───── Dataset records
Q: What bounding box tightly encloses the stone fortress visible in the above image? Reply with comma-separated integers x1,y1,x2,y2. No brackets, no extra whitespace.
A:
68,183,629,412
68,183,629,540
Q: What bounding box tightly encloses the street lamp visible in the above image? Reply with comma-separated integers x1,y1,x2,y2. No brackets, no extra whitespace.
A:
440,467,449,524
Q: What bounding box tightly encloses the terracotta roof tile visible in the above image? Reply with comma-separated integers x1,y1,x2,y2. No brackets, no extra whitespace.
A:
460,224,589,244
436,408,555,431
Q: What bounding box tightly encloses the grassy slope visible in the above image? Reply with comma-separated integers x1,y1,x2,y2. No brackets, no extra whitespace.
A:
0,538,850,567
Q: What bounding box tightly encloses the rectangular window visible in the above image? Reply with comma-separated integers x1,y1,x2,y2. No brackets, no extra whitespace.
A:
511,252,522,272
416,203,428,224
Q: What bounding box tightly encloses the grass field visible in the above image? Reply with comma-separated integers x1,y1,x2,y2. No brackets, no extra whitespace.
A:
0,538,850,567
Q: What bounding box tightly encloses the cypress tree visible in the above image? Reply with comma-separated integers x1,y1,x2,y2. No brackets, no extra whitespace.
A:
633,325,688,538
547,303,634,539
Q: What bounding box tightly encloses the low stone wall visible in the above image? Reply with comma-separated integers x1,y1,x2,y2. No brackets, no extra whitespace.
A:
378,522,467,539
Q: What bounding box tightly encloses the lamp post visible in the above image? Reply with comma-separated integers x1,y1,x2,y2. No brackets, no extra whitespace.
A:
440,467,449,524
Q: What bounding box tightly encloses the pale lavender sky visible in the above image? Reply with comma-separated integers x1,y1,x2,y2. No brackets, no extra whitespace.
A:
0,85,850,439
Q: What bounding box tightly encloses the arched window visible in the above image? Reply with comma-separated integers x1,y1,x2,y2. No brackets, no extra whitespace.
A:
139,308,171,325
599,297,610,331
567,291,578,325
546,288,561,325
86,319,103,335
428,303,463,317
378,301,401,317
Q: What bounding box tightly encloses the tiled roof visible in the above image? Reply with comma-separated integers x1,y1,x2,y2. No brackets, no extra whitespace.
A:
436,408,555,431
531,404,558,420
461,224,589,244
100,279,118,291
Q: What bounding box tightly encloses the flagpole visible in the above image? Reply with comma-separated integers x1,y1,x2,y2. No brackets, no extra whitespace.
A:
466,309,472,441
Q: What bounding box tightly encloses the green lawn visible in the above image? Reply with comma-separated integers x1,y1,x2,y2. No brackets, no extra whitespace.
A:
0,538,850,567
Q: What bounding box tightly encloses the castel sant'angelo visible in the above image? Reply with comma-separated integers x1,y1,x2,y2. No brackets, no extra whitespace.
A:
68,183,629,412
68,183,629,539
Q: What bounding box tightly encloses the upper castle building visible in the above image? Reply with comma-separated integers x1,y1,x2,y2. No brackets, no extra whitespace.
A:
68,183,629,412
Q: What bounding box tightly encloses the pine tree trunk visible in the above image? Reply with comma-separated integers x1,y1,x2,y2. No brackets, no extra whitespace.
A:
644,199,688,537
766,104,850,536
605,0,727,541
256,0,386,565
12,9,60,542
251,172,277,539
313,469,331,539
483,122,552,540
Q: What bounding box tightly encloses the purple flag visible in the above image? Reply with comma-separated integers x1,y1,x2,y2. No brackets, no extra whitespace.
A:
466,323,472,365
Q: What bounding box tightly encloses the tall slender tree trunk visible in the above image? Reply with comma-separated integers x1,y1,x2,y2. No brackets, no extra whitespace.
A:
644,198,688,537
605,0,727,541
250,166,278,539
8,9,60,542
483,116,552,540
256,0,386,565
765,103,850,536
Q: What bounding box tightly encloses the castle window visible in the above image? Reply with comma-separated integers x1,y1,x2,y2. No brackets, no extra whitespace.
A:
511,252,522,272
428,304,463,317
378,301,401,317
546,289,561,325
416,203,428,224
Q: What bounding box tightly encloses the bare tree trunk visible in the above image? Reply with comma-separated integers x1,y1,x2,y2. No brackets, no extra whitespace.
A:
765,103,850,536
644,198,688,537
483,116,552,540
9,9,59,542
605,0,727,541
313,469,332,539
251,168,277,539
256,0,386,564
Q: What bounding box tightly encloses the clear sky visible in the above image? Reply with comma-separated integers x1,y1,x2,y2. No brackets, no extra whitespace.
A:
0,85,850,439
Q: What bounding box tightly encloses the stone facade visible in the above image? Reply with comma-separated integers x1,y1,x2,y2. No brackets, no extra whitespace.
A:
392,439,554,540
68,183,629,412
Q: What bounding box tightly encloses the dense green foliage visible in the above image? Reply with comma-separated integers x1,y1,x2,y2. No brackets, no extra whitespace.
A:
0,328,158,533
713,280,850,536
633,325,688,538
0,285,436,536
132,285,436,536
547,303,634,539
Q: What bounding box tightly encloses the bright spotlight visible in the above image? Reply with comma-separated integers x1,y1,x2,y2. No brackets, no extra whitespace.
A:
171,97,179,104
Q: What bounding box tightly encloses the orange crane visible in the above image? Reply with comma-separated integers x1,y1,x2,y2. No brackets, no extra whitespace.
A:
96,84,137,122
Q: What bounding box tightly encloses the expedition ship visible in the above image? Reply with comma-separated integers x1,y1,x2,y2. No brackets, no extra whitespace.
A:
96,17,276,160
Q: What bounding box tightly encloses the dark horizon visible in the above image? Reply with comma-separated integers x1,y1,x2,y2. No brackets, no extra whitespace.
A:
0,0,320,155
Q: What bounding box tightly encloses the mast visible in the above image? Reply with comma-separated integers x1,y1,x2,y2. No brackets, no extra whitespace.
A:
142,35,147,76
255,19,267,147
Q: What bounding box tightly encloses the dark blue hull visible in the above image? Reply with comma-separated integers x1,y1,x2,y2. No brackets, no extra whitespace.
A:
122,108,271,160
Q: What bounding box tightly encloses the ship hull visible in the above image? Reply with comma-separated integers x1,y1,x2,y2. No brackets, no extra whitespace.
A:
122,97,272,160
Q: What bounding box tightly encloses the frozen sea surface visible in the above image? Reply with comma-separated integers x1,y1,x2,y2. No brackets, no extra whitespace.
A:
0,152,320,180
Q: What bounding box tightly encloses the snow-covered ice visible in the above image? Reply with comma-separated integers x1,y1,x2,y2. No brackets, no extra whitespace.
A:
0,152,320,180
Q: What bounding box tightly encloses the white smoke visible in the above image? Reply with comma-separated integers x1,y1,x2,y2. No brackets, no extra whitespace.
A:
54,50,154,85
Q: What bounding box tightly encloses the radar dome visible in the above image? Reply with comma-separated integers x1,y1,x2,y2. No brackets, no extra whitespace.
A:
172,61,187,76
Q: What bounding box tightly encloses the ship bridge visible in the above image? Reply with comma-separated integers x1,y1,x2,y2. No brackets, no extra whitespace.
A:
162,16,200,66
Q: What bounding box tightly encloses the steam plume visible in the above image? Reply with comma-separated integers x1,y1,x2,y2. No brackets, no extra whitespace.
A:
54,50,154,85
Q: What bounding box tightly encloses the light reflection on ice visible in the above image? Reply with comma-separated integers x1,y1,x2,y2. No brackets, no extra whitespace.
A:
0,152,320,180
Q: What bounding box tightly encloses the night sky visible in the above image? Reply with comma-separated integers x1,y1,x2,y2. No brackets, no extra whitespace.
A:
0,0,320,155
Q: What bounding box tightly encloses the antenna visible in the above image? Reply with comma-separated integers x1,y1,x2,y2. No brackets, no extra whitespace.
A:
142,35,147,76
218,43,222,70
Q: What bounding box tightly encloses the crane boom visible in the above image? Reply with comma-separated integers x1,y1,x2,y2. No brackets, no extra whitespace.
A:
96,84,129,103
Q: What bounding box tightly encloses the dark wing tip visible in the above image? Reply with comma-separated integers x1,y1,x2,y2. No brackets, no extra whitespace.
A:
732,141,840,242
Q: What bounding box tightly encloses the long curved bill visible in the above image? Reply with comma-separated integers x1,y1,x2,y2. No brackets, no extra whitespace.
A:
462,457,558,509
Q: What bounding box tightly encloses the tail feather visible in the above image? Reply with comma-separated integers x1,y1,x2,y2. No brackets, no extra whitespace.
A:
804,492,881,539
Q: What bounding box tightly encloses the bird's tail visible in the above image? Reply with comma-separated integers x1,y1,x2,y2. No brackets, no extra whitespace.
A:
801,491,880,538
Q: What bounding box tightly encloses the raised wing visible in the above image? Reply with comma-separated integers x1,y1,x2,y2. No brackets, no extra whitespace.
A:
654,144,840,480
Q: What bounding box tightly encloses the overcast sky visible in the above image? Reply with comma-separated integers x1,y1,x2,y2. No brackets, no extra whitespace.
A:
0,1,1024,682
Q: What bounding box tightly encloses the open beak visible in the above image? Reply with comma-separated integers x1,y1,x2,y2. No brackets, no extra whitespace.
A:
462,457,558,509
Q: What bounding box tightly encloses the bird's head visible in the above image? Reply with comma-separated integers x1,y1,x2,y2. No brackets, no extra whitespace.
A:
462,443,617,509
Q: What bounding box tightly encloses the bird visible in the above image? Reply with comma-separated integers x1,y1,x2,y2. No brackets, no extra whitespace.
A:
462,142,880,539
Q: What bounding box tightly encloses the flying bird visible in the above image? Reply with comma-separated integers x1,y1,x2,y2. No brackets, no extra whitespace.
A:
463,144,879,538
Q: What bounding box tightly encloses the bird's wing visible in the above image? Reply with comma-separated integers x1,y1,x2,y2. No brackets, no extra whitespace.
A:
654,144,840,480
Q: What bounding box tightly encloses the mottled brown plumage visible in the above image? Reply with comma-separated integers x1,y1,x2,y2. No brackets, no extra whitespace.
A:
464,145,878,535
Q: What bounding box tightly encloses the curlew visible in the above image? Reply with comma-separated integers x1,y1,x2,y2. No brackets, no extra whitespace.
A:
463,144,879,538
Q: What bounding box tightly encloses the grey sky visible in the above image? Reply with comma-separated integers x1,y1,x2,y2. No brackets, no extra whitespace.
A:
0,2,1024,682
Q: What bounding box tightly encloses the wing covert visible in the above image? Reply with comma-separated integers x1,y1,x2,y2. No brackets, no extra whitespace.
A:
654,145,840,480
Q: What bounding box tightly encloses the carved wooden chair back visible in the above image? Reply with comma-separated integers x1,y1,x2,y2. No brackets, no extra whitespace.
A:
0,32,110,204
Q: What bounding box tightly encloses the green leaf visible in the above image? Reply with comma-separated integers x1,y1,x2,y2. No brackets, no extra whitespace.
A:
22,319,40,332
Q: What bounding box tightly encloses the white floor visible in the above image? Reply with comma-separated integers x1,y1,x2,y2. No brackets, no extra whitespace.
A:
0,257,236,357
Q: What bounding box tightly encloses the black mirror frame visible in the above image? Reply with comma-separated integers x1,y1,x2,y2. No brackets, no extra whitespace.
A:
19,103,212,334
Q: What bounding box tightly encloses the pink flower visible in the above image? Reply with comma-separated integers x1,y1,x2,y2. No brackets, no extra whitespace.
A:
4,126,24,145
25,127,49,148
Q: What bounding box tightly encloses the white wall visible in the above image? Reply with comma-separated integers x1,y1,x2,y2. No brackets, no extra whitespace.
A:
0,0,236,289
──────────
What you will do –
Pull out the lines of the listing from the line containing "Q: What bounding box tightly encloses the bird's head" through the line containing "462,142,880,539", both included, and reproduce them without any change.

Response –
Q: What bounding box tightly encloses the bird's head visible in the above image? Reply with comma-separated integers x1,y1,x2,y2. No brackets, no extra whitespace.
A:
462,443,617,509
Q: What bounding box tightly encloses the bird visible in the above image? Reply with comma-separated integers x1,y1,x2,y2. No brackets, no extra whitespace.
A:
462,142,880,539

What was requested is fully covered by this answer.